Stated goal. Convert the data, from its first line through the line containing "[143, 126, 150, 134]" (both included), into a JSON list of strings with one string per line and no blank lines.

Extracted material.
[start]

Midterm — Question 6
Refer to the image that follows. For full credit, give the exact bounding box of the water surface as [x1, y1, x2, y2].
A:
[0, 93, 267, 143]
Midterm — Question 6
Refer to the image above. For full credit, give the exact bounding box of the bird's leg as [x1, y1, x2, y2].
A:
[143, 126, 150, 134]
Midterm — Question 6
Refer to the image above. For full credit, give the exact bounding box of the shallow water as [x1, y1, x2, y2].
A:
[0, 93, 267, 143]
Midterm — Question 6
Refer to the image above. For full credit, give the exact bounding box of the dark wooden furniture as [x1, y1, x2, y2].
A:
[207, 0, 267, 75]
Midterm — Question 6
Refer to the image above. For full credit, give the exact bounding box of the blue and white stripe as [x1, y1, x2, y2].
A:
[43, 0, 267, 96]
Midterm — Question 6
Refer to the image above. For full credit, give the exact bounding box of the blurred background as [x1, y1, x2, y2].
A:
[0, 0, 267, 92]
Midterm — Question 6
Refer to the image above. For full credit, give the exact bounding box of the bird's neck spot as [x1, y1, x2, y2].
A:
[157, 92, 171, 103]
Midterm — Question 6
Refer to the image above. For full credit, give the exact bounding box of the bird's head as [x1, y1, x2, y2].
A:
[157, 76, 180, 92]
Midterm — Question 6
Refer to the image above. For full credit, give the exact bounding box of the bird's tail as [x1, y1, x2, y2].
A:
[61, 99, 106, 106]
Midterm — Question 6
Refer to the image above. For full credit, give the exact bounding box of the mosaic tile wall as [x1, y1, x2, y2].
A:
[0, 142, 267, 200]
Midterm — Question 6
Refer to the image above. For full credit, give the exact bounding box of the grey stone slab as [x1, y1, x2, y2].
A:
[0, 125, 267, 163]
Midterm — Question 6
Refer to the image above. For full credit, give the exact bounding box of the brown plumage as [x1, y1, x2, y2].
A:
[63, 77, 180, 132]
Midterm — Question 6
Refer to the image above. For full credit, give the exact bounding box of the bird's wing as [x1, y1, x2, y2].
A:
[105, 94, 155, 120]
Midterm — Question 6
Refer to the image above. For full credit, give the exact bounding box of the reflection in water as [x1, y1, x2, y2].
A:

[end]

Reply.
[
  "Midterm — Question 6",
  "Refer to the image that follows. For full credit, give the exact bounding box of the water surface as [x1, y1, x2, y2].",
  "A:",
  "[0, 93, 267, 143]",
  "Midterm — Question 6",
  "Refer to the image above. For full credit, give the exact bounding box of the bird's leg as [x1, y1, x2, y2].",
  "A:",
  "[143, 126, 150, 134]"
]